-------- Quoted passage

7. The method as recited in claim 1 or 6 wherein said ventricular assist device is selected from the group consisting of the HeartMate ventricular assist device, the Thoratec assist device, the Novacor ventricular assist device, the MicroMed (DeBakey) device, the Arrow LionHeart device, and the Levitronics device.

8. The method as recited in claim 1 or 6 wherein said perforator instrument of said piercing introducer assembly further comprises

a volumetric shaft having two open ends and at least one sidewall of determinable dimensions, said sheath being

(1) sized at one open end for on-demand placement adjacent to and aligned closure with said perforating headpiece of said perforator instrument,

(2) substantially annular in configuration over its axial length, and

(3) adapted for protective positioning around and volumetric spatial envelopment of at least a portion of said supporting shaft extending from said perforating headpiece of said perforator instrument, said sheath providing a protective covering for said enveloped spatial volume then surrounding said supporting shaft; and

position holding means attachable to and detachable from said volumetric sheath and said supporting shaft of said perforator instrument for holding said volumetric sheath and the enveloped spatial volume at a set position around said supporting shaft of said perforator instrument.

9. The method as recited in claim 1 or 6 wherein said supporting shaft of said introducer assembly is hollow over at least a portion of its length.

----------------

Questions
1. According to claim 9 of the patent claims, what is true of the supporting shaft of the introducer assembly?
2. Write the next part of the patent claims, picking up after claim 9.
The entries after this point come from a separate source, unrelated to the patent claims.

-------- Data excerpts

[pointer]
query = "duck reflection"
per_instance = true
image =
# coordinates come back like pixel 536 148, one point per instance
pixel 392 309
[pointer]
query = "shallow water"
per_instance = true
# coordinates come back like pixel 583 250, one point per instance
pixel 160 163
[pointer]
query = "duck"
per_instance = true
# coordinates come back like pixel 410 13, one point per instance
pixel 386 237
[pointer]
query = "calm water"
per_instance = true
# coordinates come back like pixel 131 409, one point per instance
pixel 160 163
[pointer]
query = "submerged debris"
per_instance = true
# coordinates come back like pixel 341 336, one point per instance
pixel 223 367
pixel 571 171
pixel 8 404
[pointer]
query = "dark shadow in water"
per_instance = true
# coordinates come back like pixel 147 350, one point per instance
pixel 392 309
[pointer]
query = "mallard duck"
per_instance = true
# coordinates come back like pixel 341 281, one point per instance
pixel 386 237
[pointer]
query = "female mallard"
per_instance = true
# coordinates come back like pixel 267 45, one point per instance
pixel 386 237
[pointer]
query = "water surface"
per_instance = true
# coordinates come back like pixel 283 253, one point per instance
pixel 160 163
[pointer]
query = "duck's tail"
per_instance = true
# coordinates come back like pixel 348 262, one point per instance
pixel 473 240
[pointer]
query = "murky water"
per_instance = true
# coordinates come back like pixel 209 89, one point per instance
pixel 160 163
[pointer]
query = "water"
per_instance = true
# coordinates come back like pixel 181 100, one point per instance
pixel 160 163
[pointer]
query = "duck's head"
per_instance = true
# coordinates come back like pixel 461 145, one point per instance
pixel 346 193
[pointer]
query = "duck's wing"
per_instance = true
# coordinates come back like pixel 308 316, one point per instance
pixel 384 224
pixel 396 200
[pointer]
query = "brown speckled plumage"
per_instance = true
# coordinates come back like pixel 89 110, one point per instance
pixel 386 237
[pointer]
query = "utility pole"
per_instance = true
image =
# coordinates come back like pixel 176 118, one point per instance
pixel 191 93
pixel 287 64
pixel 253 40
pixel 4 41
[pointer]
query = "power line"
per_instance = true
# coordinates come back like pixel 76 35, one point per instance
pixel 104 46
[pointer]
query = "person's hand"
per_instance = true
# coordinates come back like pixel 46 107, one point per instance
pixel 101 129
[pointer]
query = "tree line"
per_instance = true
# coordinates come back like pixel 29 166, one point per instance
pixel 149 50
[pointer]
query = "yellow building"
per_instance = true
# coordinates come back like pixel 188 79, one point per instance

----------------

Answers for the exercise
1. It is hollow over at least a portion of its length.

2.
10. The method as recited in claim 1 or 6 wherein said conduit controlling means of said introducer assembly comprises an inflatable and deflatable on-demand balloon appliance disposed adjacent to said perforating headpiece.

11. The method as recited in claim 1 or 6 wherein said linking connector joined to said conduit is formed of a shape-memory alloy.

12. The method as recited in claim 1 or 6 wherein said linking connector joined to said conduit is formed of a super-elastic alloy.

13. The method as recited in claim 1 or 6 wherein said linking connector is a wire meshwork.

14. The method as recited in claim 1 or 6 wherein said conduit comprises a tube formed of a synthetic material.

15. The method as recited in claim 1 or 6 wherein said conduit further comprises a tube formed of naturally occurring matter.

16. The method as recited in claim 1 or 6 wherein said conduit further comprises one or more valves.

17. The method as recited in claim 1 or 6 which incorporates the use of a stabilizing ring to hold the conduit to the heart or vessel.

18. The method as recited in claim 1 or 6 where the connection is sutureless.